Point localization data
■ ■ ■ ■

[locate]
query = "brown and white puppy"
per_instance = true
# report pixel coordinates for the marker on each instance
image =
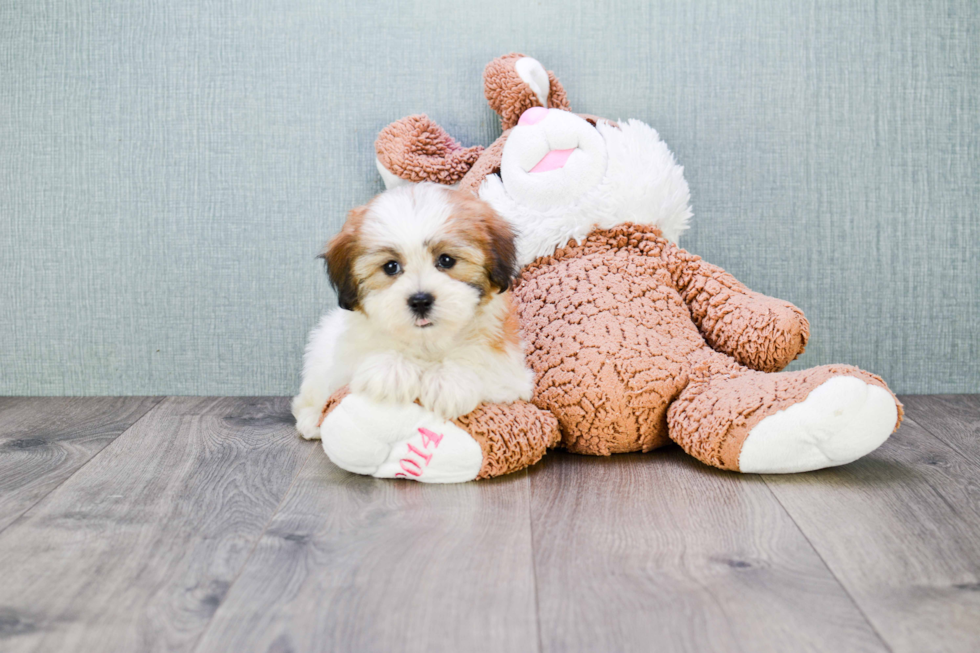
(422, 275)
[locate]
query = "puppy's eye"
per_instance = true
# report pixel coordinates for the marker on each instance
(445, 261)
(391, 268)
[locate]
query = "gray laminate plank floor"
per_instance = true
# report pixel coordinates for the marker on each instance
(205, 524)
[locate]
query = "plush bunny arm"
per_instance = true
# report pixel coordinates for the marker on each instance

■ ■ ■ ■

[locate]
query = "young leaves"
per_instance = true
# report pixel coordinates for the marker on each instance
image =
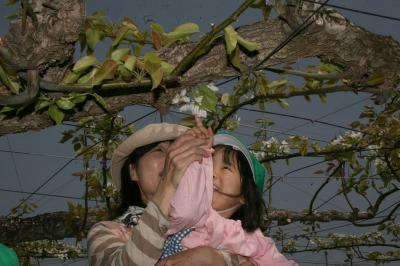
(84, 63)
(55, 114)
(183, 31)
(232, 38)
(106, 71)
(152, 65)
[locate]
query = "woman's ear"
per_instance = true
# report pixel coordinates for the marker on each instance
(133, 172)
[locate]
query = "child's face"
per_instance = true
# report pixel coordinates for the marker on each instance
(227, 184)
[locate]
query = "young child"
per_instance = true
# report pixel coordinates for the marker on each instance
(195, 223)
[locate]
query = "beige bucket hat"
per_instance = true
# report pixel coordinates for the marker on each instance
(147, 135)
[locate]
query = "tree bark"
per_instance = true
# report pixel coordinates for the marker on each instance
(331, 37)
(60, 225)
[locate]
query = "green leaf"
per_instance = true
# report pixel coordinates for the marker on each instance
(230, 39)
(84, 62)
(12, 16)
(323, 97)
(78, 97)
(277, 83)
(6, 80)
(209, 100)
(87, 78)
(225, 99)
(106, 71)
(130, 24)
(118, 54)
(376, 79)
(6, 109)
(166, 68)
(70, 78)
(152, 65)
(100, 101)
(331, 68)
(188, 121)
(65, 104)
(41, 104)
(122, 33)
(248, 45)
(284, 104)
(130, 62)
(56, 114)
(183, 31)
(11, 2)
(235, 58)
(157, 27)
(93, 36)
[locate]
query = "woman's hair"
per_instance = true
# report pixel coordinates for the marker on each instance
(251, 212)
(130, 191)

■ ■ ■ ■

### [What to work on]
Whenever the string "child" turns up in a line above, copy that line out.

### [Problem solution]
query = "child's face"
query = "young child"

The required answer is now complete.